Yapılacaklar.
1. Yargıtay kararındaki “İtiraz yazısı ile dava dosyası incelendi.” cümlesini İngilizceye çevirin.
2. Yargıtay kararını son cümlesinden sonrasıyla sürdürün.

Metin.

Abaküs Yazılım
10. Ceza Dairesi
Esas No: 2017/7555
Karar No: 2017/5933
Karar Tarihi: 22.11.2017

Uyuşturucu madde ticareti yapma - Yargıtay 10. Ceza Dairesi 2017/7555 Esas 2017/5933 Karar Sayılı İlamı

10. Ceza Dairesi         2017/7555 E.  ,  2017/5933 K.

    "İçtihat Metni"

    Mahkeme Kararı : Ağır Ceza Mahkemesi
    Suç : Uyuşturucu madde ticareti yapma

    İtiraz yazısı ile dava dosyası incelendi.
    A) KONUYLA İLGİLİ BİLGİLER :
    Uyuşturucu madde ticareti yapma suçundan sanık hakkında, Manisa 1. Ağır Ceza Mahkemesi"nce yapılan yargılama sonucu 30/10/2014 tarihinde 2014/412 esas ve 2014/352 karar sayı ile sanığın zincirleme suçtan mahkûmiyetine karar verilmiş, hüküm sanık müdafii tarafından temyiz edilmiştir. Dairemizce 03/03/2015 tarihinde 2014/14643 esas ve 2015/24430 karar sayı ile hükmün onanmasına karar verilmiştir. Yargıtay Cumhuriyet Başsavcılığı"nca, Dairemizin bu kararına itiraz edilmiştir.

Sağlanan Veriler.

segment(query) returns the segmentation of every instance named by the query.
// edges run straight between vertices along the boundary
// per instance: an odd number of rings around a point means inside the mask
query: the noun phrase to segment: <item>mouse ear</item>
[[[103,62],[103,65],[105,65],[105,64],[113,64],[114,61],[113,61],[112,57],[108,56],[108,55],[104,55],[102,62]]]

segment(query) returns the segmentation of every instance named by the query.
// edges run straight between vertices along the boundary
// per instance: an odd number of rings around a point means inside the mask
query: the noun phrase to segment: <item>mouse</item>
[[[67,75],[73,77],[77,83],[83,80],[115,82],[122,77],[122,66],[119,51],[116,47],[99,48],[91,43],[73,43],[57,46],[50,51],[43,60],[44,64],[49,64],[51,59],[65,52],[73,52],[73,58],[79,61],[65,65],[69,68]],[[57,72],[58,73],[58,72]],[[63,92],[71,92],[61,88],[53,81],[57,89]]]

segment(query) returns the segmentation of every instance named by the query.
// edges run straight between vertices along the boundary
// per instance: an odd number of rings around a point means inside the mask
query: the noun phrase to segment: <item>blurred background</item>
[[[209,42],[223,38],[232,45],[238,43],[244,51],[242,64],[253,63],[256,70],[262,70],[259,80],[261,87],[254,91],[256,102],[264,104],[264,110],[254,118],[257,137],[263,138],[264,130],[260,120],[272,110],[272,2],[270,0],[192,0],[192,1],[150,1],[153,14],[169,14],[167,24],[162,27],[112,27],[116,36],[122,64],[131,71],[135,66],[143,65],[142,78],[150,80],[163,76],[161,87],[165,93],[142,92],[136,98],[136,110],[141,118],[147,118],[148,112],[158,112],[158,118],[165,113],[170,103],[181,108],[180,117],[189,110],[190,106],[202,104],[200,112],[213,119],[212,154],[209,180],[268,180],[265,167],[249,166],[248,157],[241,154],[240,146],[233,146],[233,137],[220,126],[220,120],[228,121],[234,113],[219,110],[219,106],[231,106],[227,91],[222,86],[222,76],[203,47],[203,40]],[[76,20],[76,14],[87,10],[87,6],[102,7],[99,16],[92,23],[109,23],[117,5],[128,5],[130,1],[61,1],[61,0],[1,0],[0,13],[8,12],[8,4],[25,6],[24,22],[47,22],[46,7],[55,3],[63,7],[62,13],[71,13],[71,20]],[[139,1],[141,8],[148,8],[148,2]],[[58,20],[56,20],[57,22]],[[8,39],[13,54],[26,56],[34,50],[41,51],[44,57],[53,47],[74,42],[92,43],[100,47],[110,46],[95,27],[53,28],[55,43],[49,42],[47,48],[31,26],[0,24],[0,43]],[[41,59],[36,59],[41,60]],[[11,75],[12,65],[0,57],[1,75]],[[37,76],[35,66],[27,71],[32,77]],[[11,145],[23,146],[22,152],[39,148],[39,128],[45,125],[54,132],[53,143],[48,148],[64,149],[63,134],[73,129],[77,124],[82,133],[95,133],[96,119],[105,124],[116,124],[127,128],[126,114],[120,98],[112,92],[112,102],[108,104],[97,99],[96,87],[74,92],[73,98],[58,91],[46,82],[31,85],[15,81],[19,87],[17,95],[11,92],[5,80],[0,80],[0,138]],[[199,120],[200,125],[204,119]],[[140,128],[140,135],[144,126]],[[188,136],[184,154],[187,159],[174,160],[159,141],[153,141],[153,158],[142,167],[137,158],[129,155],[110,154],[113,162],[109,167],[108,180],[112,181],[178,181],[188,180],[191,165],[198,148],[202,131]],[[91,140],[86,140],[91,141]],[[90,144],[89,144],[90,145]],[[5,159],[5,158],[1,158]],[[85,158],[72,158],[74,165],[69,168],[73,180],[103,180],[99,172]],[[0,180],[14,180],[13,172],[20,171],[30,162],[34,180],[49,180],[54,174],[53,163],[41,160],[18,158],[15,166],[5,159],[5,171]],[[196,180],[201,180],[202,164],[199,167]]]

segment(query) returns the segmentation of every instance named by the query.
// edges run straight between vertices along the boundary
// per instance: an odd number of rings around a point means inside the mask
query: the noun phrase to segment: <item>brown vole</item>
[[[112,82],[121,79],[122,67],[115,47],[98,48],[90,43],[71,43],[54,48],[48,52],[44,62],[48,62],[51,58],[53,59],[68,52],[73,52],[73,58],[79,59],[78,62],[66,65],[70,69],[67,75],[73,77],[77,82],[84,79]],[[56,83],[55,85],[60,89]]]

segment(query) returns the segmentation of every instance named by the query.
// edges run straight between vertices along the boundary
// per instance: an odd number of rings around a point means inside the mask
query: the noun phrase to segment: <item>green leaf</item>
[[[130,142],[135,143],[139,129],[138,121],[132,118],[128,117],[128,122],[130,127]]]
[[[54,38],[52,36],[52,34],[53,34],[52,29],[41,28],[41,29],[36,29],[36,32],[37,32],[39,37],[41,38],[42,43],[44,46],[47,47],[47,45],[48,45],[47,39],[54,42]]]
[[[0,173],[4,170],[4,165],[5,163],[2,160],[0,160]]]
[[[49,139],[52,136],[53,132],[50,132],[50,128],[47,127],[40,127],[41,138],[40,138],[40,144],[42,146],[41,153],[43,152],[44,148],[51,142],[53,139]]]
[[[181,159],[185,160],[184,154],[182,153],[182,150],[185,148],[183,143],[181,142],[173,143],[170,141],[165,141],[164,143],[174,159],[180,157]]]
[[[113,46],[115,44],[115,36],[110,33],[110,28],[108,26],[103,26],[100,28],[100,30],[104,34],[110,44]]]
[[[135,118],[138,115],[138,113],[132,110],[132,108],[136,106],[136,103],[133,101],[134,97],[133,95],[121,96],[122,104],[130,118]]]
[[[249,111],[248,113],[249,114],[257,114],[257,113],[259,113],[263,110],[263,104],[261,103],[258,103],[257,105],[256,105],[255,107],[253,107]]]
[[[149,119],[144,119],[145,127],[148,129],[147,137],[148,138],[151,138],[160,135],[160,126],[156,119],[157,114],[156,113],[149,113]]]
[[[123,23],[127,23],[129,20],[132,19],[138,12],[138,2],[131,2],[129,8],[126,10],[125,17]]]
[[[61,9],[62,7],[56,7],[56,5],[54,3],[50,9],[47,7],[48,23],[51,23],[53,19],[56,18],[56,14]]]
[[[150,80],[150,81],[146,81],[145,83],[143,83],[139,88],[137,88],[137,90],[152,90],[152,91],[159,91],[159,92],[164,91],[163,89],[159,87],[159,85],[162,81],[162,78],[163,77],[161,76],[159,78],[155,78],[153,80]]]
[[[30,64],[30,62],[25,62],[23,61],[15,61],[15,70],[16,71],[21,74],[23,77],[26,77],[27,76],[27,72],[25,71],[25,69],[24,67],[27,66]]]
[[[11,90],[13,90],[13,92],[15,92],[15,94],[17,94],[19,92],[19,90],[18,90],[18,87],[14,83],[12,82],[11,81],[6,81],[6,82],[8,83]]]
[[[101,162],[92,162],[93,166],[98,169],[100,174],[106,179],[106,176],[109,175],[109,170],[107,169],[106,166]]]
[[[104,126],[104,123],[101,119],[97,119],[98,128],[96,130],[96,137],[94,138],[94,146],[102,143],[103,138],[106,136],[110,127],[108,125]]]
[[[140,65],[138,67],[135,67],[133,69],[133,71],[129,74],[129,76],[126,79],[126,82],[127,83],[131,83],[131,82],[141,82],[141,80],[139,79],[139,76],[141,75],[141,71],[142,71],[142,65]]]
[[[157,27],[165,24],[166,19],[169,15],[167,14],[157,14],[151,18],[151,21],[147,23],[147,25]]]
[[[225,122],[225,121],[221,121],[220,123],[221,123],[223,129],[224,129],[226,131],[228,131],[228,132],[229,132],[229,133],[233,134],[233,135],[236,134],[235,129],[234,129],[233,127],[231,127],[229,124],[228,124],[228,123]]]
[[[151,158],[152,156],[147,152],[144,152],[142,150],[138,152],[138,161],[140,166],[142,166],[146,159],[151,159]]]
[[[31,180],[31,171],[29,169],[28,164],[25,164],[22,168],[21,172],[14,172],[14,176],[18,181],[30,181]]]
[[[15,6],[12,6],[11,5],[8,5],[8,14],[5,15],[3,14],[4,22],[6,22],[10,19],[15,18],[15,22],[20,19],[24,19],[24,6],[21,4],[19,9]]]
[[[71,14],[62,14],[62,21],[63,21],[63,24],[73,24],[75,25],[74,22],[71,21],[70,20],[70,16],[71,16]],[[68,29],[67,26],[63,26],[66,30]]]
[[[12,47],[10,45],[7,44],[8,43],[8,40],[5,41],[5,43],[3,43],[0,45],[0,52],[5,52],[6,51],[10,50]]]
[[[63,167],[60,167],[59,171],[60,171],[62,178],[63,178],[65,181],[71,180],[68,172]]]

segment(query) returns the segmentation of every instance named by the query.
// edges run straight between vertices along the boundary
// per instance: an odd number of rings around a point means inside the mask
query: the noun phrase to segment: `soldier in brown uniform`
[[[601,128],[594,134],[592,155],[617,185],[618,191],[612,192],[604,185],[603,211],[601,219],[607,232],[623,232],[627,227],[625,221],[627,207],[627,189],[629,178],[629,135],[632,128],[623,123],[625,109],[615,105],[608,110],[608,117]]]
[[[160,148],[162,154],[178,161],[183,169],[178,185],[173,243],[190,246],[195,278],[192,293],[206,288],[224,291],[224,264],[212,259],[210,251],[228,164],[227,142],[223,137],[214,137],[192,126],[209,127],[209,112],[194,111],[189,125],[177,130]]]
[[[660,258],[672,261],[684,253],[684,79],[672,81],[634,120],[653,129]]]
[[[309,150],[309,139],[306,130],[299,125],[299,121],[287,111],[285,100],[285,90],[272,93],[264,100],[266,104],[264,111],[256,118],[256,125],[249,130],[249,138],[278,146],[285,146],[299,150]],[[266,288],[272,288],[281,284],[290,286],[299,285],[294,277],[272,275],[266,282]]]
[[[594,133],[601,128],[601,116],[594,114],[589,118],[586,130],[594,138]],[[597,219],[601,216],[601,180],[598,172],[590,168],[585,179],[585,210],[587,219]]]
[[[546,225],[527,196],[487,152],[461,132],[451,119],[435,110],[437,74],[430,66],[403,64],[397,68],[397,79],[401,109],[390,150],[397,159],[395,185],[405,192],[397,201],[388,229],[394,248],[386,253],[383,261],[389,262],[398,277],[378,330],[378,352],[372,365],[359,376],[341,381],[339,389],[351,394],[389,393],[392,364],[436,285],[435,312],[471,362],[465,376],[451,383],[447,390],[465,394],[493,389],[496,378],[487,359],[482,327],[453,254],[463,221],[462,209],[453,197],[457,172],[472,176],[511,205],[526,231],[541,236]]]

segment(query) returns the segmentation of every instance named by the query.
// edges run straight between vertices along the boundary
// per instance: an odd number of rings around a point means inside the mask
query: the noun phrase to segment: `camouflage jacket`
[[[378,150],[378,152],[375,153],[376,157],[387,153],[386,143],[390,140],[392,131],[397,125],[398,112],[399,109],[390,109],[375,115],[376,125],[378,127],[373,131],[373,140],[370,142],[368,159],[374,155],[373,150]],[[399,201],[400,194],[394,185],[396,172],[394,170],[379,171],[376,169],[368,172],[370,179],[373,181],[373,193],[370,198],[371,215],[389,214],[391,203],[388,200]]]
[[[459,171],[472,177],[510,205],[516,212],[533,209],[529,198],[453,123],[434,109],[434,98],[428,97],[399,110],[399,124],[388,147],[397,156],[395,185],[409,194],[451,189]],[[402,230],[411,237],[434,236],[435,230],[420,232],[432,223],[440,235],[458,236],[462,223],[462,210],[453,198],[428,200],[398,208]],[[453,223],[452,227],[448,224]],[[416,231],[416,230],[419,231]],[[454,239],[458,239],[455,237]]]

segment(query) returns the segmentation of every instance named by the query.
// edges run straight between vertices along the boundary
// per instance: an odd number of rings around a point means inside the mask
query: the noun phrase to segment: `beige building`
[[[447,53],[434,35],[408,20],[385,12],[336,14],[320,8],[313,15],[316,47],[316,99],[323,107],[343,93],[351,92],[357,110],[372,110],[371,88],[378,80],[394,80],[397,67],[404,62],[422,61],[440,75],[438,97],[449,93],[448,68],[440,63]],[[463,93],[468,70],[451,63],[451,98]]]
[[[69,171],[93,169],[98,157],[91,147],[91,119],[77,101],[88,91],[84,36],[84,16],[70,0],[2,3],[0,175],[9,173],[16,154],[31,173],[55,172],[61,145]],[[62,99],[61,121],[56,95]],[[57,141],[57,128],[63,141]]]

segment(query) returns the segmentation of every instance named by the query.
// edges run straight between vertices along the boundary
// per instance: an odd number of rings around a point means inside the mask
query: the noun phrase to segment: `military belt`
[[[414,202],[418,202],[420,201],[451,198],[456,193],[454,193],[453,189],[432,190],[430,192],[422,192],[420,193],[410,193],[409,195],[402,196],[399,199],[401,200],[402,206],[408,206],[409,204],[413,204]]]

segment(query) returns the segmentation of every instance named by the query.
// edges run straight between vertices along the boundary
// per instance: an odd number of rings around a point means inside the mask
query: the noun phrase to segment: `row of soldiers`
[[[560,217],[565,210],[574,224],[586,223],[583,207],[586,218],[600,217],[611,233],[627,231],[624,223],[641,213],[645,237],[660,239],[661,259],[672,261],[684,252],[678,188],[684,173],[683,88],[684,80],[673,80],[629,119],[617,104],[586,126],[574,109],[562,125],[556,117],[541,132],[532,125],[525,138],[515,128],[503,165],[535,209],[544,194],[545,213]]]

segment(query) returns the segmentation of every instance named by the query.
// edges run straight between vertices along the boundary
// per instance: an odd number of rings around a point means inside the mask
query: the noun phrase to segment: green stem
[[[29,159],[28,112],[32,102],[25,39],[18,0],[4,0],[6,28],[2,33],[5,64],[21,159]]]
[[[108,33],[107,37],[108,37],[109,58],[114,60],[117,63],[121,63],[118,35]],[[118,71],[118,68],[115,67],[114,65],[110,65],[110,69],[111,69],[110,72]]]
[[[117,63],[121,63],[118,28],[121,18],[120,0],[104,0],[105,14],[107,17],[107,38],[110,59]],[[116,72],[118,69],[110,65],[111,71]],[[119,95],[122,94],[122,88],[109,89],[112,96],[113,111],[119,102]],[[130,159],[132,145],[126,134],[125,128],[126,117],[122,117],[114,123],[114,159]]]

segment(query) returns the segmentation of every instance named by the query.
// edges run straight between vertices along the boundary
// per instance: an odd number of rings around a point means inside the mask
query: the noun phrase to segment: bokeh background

Görev Yanıtları.
1. The case file was examined together with the written objection.

2.
    B) İTİRAZ NEDENLERİ :
    Yargıtay Cumhuriyet Başsavcılığı"nın itiraz yazısında özetle; "" Gizli soruşturmacı" 5271 sayılı Ceza Muhakemesi Kanunu"nun 139. maddesi ile Ceza Muhakemesi Kanununda Öngörülen Telekomünikasyon Yoluyla Yapılan İletişimin Denetlenmesi, Gizli Soruşturmacı ve Teknik Araçlarla İzleme Tedbirlerinin Uygulanmasına İlişkin Yönetmelik"in 23-28. maddelerinde düzenlenmiştir. Bu hükümlere göre; Soruşturmacı, faaliyetlerini izlemekle görevlendirildiği örgüte ilişkin her türlü araştırmada bulunmak ve bu örgütün faaliyetleri çerçevesinde işlenen suçlarla ilgili delilleri toplamakla yükümlüdür. (CMK 139/4; Yönetmelik 27/1)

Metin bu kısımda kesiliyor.